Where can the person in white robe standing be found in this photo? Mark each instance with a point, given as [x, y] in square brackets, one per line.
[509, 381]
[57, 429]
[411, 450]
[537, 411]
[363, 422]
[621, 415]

- - - - -

◆ **Given task**: Can you rewrite these lines with "white robe" changed to "black robe" and nothing else altered?

◆ **Answer to this task**:
Where can the person in black robe standing be found in this photo? Mark each instance with a point, given as [x, y] in square brackets, one per line.
[509, 381]
[57, 429]
[411, 450]
[537, 411]
[363, 422]
[621, 415]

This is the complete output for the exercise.